### [TASK TO COMPLETE]
Convert the material below into a JSON list of strings with one string per line, skipping blank lines and leaving out the pictures.

(Extracted data entries)

— START —

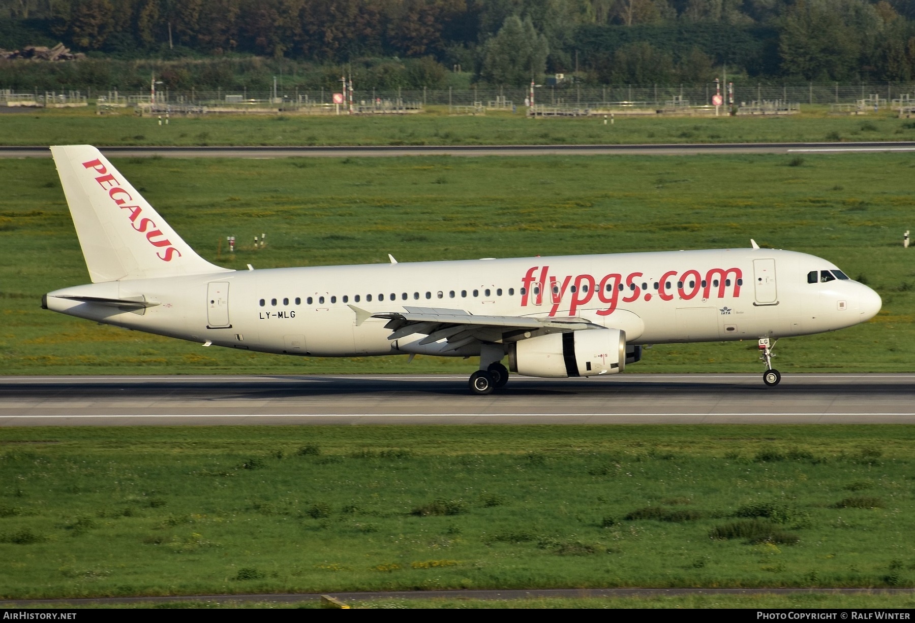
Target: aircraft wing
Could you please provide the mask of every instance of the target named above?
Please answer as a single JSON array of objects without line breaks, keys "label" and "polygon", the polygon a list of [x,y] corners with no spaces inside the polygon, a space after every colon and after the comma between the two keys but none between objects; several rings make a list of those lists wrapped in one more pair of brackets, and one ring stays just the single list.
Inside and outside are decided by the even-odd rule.
[{"label": "aircraft wing", "polygon": [[369,318],[382,318],[392,333],[389,340],[397,340],[414,333],[425,337],[419,344],[425,345],[447,340],[448,347],[442,352],[458,350],[474,342],[495,343],[510,338],[524,339],[546,333],[568,333],[583,329],[600,329],[581,318],[537,318],[533,316],[476,316],[464,310],[447,310],[432,307],[404,307],[405,312],[371,313],[354,305],[357,324]]}]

— END —

### [RESPONSE BELOW]
[
  "Target: aircraft wing",
  "Could you please provide the mask of every instance of the target named above?",
  "Please answer as a single JSON array of objects without line breaks, keys \"label\" and \"polygon\", the polygon a list of [x,y] corners with no spaces inside the polygon, a space after every colon and after the comma between the two keys but none between objects; several rings make a list of those lists wrapped in one more pair of brackets, and one ring stays just the single list.",
  "Inside and outside are decided by the even-odd rule.",
  "[{\"label\": \"aircraft wing\", \"polygon\": [[369,318],[382,318],[392,333],[389,340],[397,340],[414,333],[425,337],[419,344],[425,345],[447,340],[448,347],[442,352],[458,350],[474,342],[495,343],[510,338],[524,339],[546,333],[568,333],[583,329],[600,329],[581,318],[537,318],[533,316],[476,316],[464,310],[447,310],[432,307],[404,307],[405,312],[371,313],[354,305],[357,324]]}]"
]